◆ **TASK SET**
1 > Answer these questions from the exam page:
(a) When was the assignment locked?
(b) Which problems require code to be handed in?
(c) About what accuracy does the first attempt at training a KNN classifier reach?
2 > Reproduce a passage from the exam page word for word. Begin at the words "(Hint: Useful commands" and stop after "motivate your design.".

◆ **SOURCE DOCUMENT**
+++
Exam Jan 2023

Due No Due Date
Points 50
Submitting a file upload
Available Jan 11, 2023 at 7:58am - Jan 11, 2023 at 3:30pm 7 hours and 32 minutes

This assignment was locked Jan 11, 2023 at 3:30pm.

Solution to this exam: exam2023solutions-4.pdf Download exam2023solutions-4.pdf

All solutions must be well motivated.
Code for problems 2,3,5 (marked with *) should be handed in.
Code should be understandable, commenting will help
Max points on the exam is 50.
(Preliminary) limits for grades are 3: 25, 4: 33, 5: 42

Problem 1 [6 points]

For very small waves (small ripples) in deep water it seems reasonable to assume that only surface tension is responsible for the wave motion and that gravity can be neglected. Assume the involved variables are

$\omega$ = wave frequency [1/s]
$\tau$ = surface tension [Newton/meter = kg/s^2]
$L$ = wave length [meter]
$\rho$ = water density [kg/meter^3]

Use dimensionality analysis to show that this indicates a relation of the form

$\tau = \textrm{Const}\cdot \omega^{n_1} L^{n_2} \rho^{n_3}$ (where "Const" is a dimensionless constant.)

and determine the integers $n_1,n_2, n_3$ .

(Hint: You might find this matrix useful $\begin{bmatrix} -1 & -2 & 0 & 0 \\ 0 & 1 & 0 & 1\\ 0 & 0 & 1 & -3 \end{bmatrix}$ )

Problem 2 [12 points] System Identification Hands-on *

The files sysiddata.mat Download sysiddata.mat and sysidcode.m Download sysidcode.m contain some input/output data for a SISO system with sample rate h=0.01 and an initial system identification using ARX systems of varying degree.

The high order model arx10 first seems successful to reproduce the data.

It has been decided to use data from a step response (ystep) as test data. Unfortunately, as you see none of the arx designs manage to correctly match the system's step response.

Identify a better discrete time linear model of the system. Aim for using few model parameters. Be sure to describe your methodology, including outlier analysis, choice of suitable model structure and model order, and include a residual analysis and also results for the step response test. Hand in your matlab code.

(Hint: Useful commands might include: help ident, systemIdentification, arx,oe,armax,bj, present, compare, resid, pwelch, bodeplot, pzmap,...)

Problem 3 [12 points] Supervised Learning/Classification *

This google colab file Links to an external site. describes binary classification of certain objects, based on measurements on 7 different features. You want to use at most 3 of these features (since they are cumbersome to obtain in the future).

a) The code describes an initial attempt on training a KNN classifier, achieving about 70% accuracy. Study the file and improve the accuracy of the KNN classifier. Use at most 3 of the features. (Hint: Somewhere near 85% should be possible.) Hand in your code. Don't forget to motivate your design.

b) Describe how training a Random Forest can help you to guess which features are useful.
+++
◆ **DATA**
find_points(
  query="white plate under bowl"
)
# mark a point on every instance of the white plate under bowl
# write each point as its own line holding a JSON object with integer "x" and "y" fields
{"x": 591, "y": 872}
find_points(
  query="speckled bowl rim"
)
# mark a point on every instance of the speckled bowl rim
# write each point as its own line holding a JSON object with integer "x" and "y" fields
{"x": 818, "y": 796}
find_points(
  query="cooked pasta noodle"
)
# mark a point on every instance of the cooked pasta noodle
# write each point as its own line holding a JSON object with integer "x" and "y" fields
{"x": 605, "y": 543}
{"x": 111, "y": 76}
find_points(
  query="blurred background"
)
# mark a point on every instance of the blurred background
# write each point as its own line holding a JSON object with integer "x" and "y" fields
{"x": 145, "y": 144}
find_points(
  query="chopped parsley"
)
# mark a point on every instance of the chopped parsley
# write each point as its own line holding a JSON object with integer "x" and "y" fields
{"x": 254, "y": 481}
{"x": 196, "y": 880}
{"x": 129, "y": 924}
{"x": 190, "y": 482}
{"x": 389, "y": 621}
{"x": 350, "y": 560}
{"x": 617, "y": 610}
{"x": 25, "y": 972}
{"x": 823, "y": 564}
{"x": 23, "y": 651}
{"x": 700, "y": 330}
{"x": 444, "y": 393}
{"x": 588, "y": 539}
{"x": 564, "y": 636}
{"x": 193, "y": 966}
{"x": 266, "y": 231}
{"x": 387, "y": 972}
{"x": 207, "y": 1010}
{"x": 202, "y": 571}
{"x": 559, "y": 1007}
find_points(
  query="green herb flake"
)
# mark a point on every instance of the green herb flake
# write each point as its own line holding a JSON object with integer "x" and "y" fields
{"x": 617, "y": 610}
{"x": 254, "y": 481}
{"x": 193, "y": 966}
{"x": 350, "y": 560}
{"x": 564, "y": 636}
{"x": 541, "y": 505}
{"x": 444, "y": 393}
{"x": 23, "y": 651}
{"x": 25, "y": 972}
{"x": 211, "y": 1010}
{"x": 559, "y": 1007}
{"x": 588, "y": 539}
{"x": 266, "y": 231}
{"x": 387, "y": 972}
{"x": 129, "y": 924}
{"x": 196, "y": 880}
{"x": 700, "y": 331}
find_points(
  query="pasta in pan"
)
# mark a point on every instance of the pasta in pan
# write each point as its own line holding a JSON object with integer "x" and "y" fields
+++
◆ **TASK-BY-TASK RESULTS**
1 >
(a) Jan 11, 2023 at 3:30pm
(b) Problems 2, 3 and 5
(c) About 70%

2 >
(Hint: Useful commands might include: help ident, systemIdentification, arx,oe,armax,bj, present, compare, resid, pwelch, bodeplot, pzmap,...)

Problem 3 [12 points] Supervised Learning/Classification *

This google colab file Links to an external site. describes binary classification of certain objects, based on measurements on 7 different features. You want to use at most 3 of these features (since they are cumbersome to obtain in the future).

a) The code describes an initial attempt on training a KNN classifier, achieving about 70% accuracy. Study the file and improve the accuracy of the KNN classifier. Use at most 3 of the features. (Hint: Somewhere near 85% should be possible.) Hand in your code. Don't forget to motivate your design.